### Tasks to carry out
(1) Could you set down the stretch of the Datalog thread from "(HTM) web link" through "far more intuitively.", word for word?
(2) Can you answer these questions about the Datalog thread?
(a) What score did the post receive?
(b) Where did SJC_Hacker learn a bit of Datalog?
(c) Which Prolog implementation does FreeFull name as a personal favorite?
(3) Could you extend the Datalog thread past its last comment?

### Selection
=-=-=
[HN Gopher] Learn Datalog Today
___________________________________________________________________
Learn Datalog Today
Author : tosh
Score : 125 points
Date : 2024-01-21 16:38 UTC (6 hours ago)
(HTM) web link (www.learndatalogtoday.org)
(TXT) w3m dump (www.learndatalogtoday.org)
| SJC_Hacker wrote:
| I learned a bit of Datalog back in university, too many years
| ago. It was impressive how powerful the query language is. You
| could do in a single line what required several lines of SQL, and
| far more intuitively.
|
| But ... the problem is how many DBs support it, and how useful of
| a skill it is to know.
| FreeFull wrote:
| It's a shame that there doesn't seem to be any decent open-source
| implementation of Datalog. If you go for full Prolog instead of
| Datalog, there are several (Scryer Prolog being my personal
| favourite).
=-=-=
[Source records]

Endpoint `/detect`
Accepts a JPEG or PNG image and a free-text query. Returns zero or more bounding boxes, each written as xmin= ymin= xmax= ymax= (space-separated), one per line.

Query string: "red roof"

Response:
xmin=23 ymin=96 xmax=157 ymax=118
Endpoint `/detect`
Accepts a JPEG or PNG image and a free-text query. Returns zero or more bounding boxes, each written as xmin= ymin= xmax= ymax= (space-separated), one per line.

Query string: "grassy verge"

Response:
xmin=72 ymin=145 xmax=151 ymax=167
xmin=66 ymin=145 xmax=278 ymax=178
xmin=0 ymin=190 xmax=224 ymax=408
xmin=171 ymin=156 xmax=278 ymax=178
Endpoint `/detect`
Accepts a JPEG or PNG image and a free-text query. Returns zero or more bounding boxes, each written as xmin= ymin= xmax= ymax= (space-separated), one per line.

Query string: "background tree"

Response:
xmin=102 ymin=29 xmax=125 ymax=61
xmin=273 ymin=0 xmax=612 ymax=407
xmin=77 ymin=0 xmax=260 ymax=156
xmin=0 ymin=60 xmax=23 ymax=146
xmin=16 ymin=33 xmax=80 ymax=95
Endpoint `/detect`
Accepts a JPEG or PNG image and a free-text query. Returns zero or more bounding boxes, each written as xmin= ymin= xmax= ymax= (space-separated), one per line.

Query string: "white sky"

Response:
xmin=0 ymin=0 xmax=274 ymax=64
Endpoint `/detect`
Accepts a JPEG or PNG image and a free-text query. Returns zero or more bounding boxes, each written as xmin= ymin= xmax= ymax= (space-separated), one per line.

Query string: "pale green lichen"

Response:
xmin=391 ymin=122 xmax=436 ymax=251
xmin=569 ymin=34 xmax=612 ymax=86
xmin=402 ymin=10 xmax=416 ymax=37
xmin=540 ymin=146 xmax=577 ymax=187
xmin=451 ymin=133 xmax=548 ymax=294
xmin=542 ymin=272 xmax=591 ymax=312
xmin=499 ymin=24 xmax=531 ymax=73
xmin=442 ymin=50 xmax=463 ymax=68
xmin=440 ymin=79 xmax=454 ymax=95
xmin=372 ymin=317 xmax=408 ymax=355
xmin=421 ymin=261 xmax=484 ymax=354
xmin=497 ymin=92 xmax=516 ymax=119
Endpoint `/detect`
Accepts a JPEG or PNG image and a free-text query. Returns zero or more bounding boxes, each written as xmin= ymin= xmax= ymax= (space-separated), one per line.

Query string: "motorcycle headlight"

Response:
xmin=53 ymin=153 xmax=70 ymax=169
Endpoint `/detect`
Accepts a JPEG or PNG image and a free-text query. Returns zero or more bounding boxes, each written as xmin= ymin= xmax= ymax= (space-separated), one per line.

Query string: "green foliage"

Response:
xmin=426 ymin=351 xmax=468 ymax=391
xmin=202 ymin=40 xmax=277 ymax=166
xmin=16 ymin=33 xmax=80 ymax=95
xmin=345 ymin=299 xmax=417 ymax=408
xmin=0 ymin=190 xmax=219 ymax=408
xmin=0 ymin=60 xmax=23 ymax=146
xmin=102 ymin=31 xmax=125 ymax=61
=-=-=
### Task responses
(1)
(HTM) web link (www.learndatalogtoday.org)
(TXT) w3m dump (www.learndatalogtoday.org)
| SJC_Hacker wrote:
| I learned a bit of Datalog back in university, too many years
| ago. It was impressive how powerful the query language is. You
| could do in a single line what required several lines of SQL, and
| far more intuitively.

(2)
(a) 125 points
(b) At university
(c) Scryer Prolog

(3)
| cmrdporcupine wrote:
| https://en.wikipedia.org/wiki/Souffl%C3%A9_(programming_lang...
|
| https://github.com/souffle-lang/souffle
| nezaj wrote:
| Here's a blog post showing you how to roll your own in ~100
| lines of JS
|
| https://www.instantdb.com/essays/datalogjs
| kjqgqkejbfefn wrote:
| 1. Datomic - While not open-source, it has an open-source
| version called Datomic Free, which is a distributed database
| designed to enable scalable, flexible, and intelligent data
| storage and queries. Datomic's query language is closely
| inspired by Datalog.
|
| 2. DataScript - An open-source in-memory database and query
| engine for Clojure, ClojureScript, and JavaScript that is
| heavily influenced by Datalog and Datomic.
|
| 3. Crux (now XTDB) - A bitemporal database with Datalog-
| inspired querying capabilities. It is designed for efficient
| querying of historical data and offers ACID transactions.
|
| 4. Racket's miniKanren - While not strictly a database,
| miniKanren is an open-source logic programming extension to the
| Racket language, which is inspired by Datalog and can be used
| to manipulate and query data in a manner similar to Prolog.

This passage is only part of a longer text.